STATED GOAL:
Could you revise the listing from its start through the line containing "left=1033, top=631, right=1196, bottom=720", replacing "Expected format" with "Sample format" and leaving everything else unchanged? Omit the pictures from your answer.

__________________________________________________

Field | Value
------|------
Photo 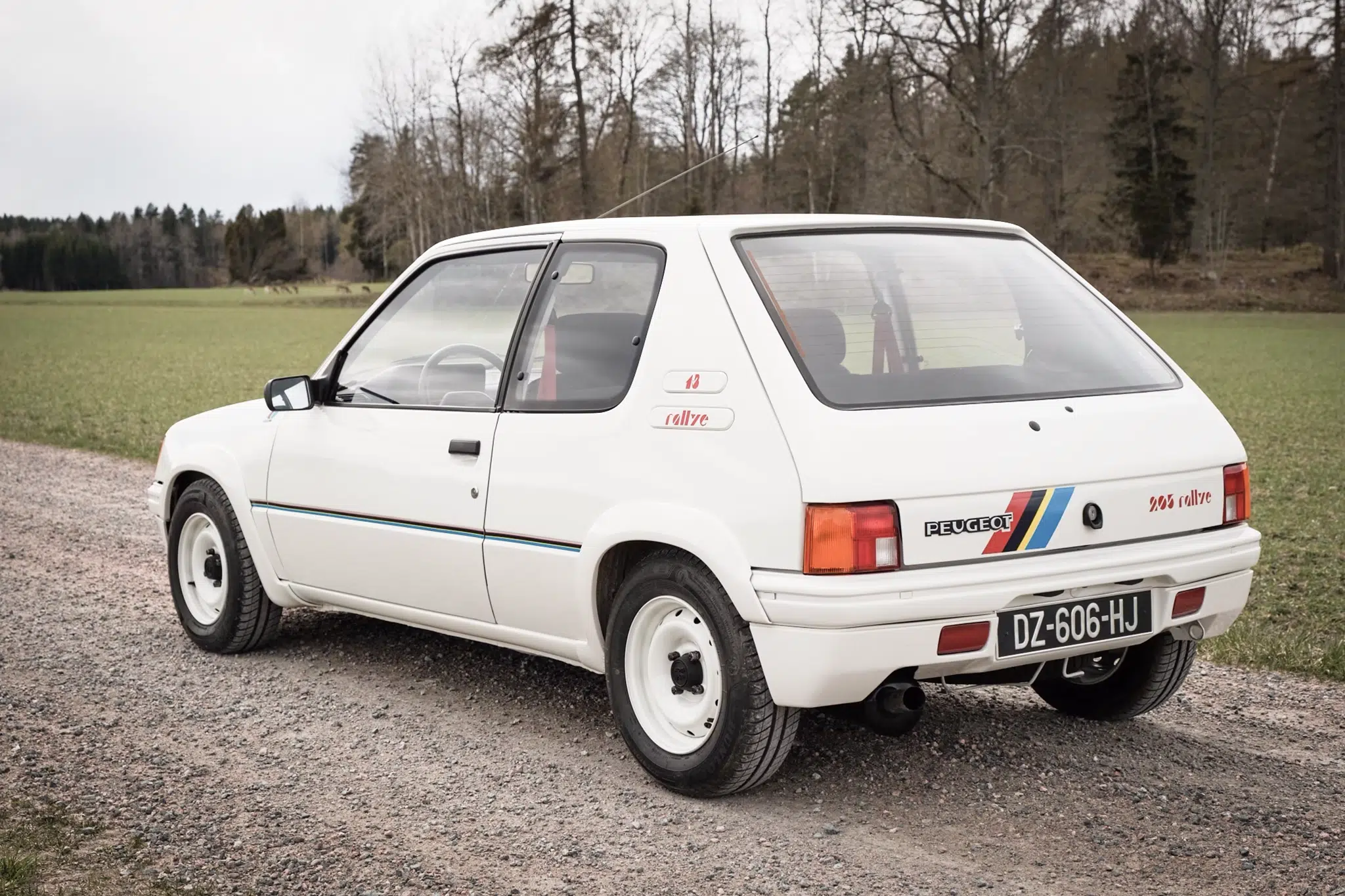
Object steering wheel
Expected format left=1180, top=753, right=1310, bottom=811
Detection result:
left=416, top=343, right=504, bottom=404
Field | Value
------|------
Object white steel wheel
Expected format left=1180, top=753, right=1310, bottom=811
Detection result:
left=177, top=513, right=229, bottom=626
left=625, top=595, right=724, bottom=755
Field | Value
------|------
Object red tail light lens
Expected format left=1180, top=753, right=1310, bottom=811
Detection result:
left=1224, top=463, right=1252, bottom=524
left=939, top=622, right=990, bottom=656
left=803, top=501, right=901, bottom=575
left=1173, top=586, right=1205, bottom=619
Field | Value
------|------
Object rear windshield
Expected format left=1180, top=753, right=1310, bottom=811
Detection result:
left=737, top=231, right=1181, bottom=407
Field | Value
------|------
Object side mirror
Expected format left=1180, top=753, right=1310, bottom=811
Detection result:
left=265, top=376, right=313, bottom=411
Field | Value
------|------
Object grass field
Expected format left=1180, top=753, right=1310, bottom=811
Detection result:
left=0, top=288, right=1345, bottom=680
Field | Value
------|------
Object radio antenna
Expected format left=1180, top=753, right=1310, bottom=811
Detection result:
left=598, top=137, right=756, bottom=218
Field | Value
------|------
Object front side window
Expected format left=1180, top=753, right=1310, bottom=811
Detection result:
left=335, top=249, right=546, bottom=408
left=504, top=243, right=663, bottom=411
left=737, top=231, right=1181, bottom=407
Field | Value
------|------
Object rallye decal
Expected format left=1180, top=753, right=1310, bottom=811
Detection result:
left=982, top=485, right=1074, bottom=553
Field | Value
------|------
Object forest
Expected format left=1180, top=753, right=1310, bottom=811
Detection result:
left=0, top=0, right=1345, bottom=289
left=345, top=0, right=1345, bottom=283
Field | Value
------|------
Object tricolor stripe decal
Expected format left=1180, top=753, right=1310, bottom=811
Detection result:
left=982, top=485, right=1074, bottom=553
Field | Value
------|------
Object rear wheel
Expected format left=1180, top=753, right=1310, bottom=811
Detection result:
left=168, top=480, right=281, bottom=653
left=607, top=549, right=799, bottom=797
left=1033, top=631, right=1196, bottom=720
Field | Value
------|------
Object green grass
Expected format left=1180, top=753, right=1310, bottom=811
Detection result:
left=0, top=284, right=386, bottom=309
left=0, top=288, right=1345, bottom=681
left=0, top=304, right=359, bottom=459
left=0, top=853, right=37, bottom=896
left=1136, top=313, right=1345, bottom=681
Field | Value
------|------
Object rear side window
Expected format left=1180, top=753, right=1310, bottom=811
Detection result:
left=737, top=231, right=1181, bottom=407
left=504, top=243, right=663, bottom=411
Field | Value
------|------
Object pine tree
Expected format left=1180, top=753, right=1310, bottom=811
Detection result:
left=1107, top=27, right=1195, bottom=271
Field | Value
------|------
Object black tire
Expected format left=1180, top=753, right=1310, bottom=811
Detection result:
left=1033, top=631, right=1196, bottom=721
left=168, top=480, right=281, bottom=653
left=607, top=548, right=801, bottom=797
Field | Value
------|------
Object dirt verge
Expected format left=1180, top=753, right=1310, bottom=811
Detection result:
left=0, top=442, right=1345, bottom=896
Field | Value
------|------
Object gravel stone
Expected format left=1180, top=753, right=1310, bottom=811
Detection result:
left=0, top=442, right=1345, bottom=896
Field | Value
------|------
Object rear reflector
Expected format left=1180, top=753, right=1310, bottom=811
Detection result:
left=1224, top=463, right=1252, bottom=524
left=803, top=501, right=901, bottom=575
left=939, top=620, right=990, bottom=656
left=1173, top=586, right=1205, bottom=619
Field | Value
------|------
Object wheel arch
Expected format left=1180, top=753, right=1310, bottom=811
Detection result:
left=580, top=503, right=766, bottom=670
left=164, top=449, right=303, bottom=607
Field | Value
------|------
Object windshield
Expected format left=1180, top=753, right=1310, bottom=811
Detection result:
left=737, top=231, right=1181, bottom=407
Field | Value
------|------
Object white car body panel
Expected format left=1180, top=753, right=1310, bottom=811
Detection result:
left=265, top=406, right=498, bottom=622
left=149, top=215, right=1259, bottom=706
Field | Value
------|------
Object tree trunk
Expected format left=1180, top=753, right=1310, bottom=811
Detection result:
left=1322, top=0, right=1345, bottom=289
left=566, top=0, right=593, bottom=218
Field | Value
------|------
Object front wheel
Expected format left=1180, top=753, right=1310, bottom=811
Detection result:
left=1032, top=631, right=1196, bottom=721
left=168, top=480, right=281, bottom=653
left=607, top=549, right=799, bottom=797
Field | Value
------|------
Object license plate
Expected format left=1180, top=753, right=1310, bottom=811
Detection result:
left=1000, top=591, right=1154, bottom=657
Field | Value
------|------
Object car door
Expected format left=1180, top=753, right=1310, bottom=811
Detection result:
left=267, top=246, right=548, bottom=622
left=485, top=242, right=665, bottom=639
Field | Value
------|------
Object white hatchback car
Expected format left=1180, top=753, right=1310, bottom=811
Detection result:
left=149, top=215, right=1260, bottom=796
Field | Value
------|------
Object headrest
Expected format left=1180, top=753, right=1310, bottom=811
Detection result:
left=784, top=308, right=846, bottom=368
left=556, top=312, right=644, bottom=370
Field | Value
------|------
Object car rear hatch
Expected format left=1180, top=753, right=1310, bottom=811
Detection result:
left=706, top=224, right=1245, bottom=566
left=785, top=389, right=1240, bottom=566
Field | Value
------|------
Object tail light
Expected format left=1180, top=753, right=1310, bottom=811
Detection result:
left=1173, top=586, right=1205, bottom=619
left=1224, top=463, right=1252, bottom=523
left=803, top=501, right=901, bottom=575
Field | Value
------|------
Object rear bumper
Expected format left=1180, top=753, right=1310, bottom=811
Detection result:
left=752, top=525, right=1260, bottom=706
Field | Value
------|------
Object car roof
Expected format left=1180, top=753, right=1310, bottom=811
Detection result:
left=430, top=215, right=1028, bottom=253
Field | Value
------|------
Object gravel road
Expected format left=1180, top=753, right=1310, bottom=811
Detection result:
left=0, top=442, right=1345, bottom=896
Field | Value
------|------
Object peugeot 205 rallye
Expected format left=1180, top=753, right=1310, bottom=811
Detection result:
left=149, top=215, right=1260, bottom=796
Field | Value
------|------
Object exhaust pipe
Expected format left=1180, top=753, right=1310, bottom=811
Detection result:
left=864, top=681, right=925, bottom=738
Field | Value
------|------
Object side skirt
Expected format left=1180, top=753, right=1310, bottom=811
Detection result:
left=285, top=582, right=604, bottom=674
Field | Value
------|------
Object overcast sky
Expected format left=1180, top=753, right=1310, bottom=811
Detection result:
left=0, top=0, right=494, bottom=218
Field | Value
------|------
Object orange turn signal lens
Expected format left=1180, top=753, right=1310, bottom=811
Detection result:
left=803, top=501, right=901, bottom=575
left=939, top=620, right=990, bottom=657
left=1173, top=586, right=1205, bottom=619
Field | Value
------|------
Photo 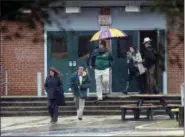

__________________________________________________

CORRECT RESULT:
Field | Value
------|------
Photo 
Object steering wheel
Sample format left=1180, top=753, right=1310, bottom=811
Detection result:
left=416, top=343, right=504, bottom=404
Field | Value
------|------
Object white steel wheel
Sample format left=1180, top=753, right=1310, bottom=811
Detection result:
left=177, top=513, right=229, bottom=626
left=625, top=595, right=724, bottom=755
Field | Value
------|------
Object red tail light lens
Sample format left=1180, top=753, right=1310, bottom=811
Detection result:
left=1224, top=463, right=1252, bottom=524
left=939, top=622, right=990, bottom=656
left=803, top=501, right=901, bottom=575
left=1173, top=586, right=1205, bottom=619
Field | Value
------|------
Object rear windshield
Sample format left=1180, top=753, right=1310, bottom=811
Detection result:
left=737, top=231, right=1181, bottom=407
Field | Value
------|------
Object side mirror
Sample format left=1180, top=753, right=1310, bottom=811
Detection result:
left=265, top=376, right=313, bottom=411
Field | Value
------|------
Object grass field
Sample format left=1180, top=753, right=1310, bottom=811
Detection result:
left=0, top=288, right=1345, bottom=680
Field | Value
------|------
Object radio antenna
Sample format left=1180, top=753, right=1310, bottom=811
Detection result:
left=598, top=137, right=756, bottom=218
Field | Value
------|------
Object front side window
Sample format left=1180, top=753, right=1310, bottom=811
Detection result:
left=335, top=249, right=546, bottom=408
left=504, top=243, right=663, bottom=411
left=737, top=231, right=1181, bottom=407
Field | Value
------|------
Object rallye decal
Sample format left=1180, top=753, right=1310, bottom=811
Detection result:
left=982, top=485, right=1074, bottom=553
Field | Value
------|------
Object forest
Sample format left=1180, top=753, right=1310, bottom=811
Detection result:
left=0, top=0, right=1345, bottom=289
left=345, top=0, right=1345, bottom=283
Field | Value
------|------
Object tricolor stripe decal
Sample format left=1180, top=753, right=1310, bottom=811
Detection result:
left=982, top=485, right=1074, bottom=553
Field | Value
------|------
Object rear wheel
Sample format left=1180, top=753, right=1310, bottom=811
Detection result:
left=168, top=480, right=281, bottom=653
left=607, top=549, right=799, bottom=797
left=1033, top=631, right=1196, bottom=720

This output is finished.